» MATERIAL PROVIDED:
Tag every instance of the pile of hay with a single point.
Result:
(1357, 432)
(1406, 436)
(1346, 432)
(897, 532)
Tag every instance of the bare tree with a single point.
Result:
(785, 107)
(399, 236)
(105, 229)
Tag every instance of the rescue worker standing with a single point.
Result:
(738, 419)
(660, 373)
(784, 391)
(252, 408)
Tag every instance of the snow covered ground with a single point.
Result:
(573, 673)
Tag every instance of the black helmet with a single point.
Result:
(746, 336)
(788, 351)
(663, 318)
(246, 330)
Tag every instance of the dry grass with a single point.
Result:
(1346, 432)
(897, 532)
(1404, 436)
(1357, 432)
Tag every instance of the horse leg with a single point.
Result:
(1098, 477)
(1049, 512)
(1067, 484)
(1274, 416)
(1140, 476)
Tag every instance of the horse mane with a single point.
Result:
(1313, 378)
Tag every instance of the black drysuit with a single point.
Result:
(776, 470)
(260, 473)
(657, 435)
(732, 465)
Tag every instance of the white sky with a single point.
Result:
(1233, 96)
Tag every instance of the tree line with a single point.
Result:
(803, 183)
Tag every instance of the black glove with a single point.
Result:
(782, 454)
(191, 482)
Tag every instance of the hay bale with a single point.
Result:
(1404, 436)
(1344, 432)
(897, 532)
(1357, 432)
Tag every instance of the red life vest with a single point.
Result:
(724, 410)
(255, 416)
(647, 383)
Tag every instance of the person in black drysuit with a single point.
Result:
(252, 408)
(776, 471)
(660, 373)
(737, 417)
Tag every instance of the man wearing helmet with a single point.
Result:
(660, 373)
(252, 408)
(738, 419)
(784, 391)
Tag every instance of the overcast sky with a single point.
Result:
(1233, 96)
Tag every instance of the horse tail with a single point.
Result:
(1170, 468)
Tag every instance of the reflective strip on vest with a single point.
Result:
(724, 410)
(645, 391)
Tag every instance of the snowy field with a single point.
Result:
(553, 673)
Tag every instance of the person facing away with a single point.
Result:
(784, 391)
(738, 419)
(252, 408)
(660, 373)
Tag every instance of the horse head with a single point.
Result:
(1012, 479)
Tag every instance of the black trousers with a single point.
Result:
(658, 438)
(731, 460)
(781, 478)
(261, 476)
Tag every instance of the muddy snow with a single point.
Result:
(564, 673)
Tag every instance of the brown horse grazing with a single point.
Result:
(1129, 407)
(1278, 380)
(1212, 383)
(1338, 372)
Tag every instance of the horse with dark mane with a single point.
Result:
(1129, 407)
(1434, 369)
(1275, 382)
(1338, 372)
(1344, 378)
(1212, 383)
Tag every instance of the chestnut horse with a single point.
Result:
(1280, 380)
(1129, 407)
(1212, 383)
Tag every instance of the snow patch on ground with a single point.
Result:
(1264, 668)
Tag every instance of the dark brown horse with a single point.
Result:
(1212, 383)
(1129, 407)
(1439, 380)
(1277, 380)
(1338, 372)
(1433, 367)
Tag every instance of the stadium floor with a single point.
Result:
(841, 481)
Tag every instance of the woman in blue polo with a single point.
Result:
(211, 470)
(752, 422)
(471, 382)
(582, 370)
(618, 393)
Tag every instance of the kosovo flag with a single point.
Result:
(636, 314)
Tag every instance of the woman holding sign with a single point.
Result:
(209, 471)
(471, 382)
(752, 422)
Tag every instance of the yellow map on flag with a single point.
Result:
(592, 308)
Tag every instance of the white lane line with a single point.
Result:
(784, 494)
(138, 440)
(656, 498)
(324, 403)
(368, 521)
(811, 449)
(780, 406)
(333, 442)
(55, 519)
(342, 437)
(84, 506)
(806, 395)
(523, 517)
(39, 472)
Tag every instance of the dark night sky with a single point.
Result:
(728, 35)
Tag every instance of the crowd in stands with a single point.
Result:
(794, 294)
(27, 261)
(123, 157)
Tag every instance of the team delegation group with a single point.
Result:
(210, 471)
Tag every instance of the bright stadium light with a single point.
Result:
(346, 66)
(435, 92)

» PROBLEM STATEMENT:
Convert everything from the line containing "Tag every instance of the woman in" down to the end of the items into a Markdown table with the columns Row and Line, one numbered row per line and blank lines left out.

» SOLUTION TO THE PROBLEM:
| Row | Line |
|---|---|
| 1 | Tag every instance of the woman in blue polo with a single point. |
| 2 | Result: |
| 3 | (211, 470) |
| 4 | (752, 422) |
| 5 | (471, 382) |
| 6 | (582, 370) |
| 7 | (618, 393) |
| 8 | Tag every instance of the kosovo flag with a single point. |
| 9 | Result: |
| 10 | (636, 314) |
| 11 | Tag every instance of the woman holding sign with a single point. |
| 12 | Result: |
| 13 | (209, 471) |
| 14 | (471, 382) |
| 15 | (752, 422) |
| 16 | Tag every instance of the yellow map on flag with a single point. |
| 17 | Result: |
| 18 | (592, 308) |
| 19 | Tag every instance of the white lane line with a single point. |
| 20 | Result: |
| 21 | (784, 494) |
| 22 | (138, 440) |
| 23 | (656, 498) |
| 24 | (324, 403) |
| 25 | (368, 521) |
| 26 | (811, 449) |
| 27 | (780, 406) |
| 28 | (333, 442) |
| 29 | (55, 519) |
| 30 | (342, 437) |
| 31 | (84, 506) |
| 32 | (806, 395) |
| 33 | (523, 517) |
| 34 | (39, 472) |
| 35 | Tag every instance of the dark night sky with a single point. |
| 36 | Result: |
| 37 | (728, 35) |
| 38 | Tag every instance of the crowd in stands with a single point. |
| 39 | Result: |
| 40 | (794, 294) |
| 41 | (27, 261) |
| 42 | (123, 157) |
| 43 | Tag every instance of the team delegation group with a single point. |
| 44 | Result: |
| 45 | (210, 471) |
| 46 | Tag every instance of the bright stadium light with a single point. |
| 47 | Result: |
| 48 | (346, 66) |
| 49 | (435, 92) |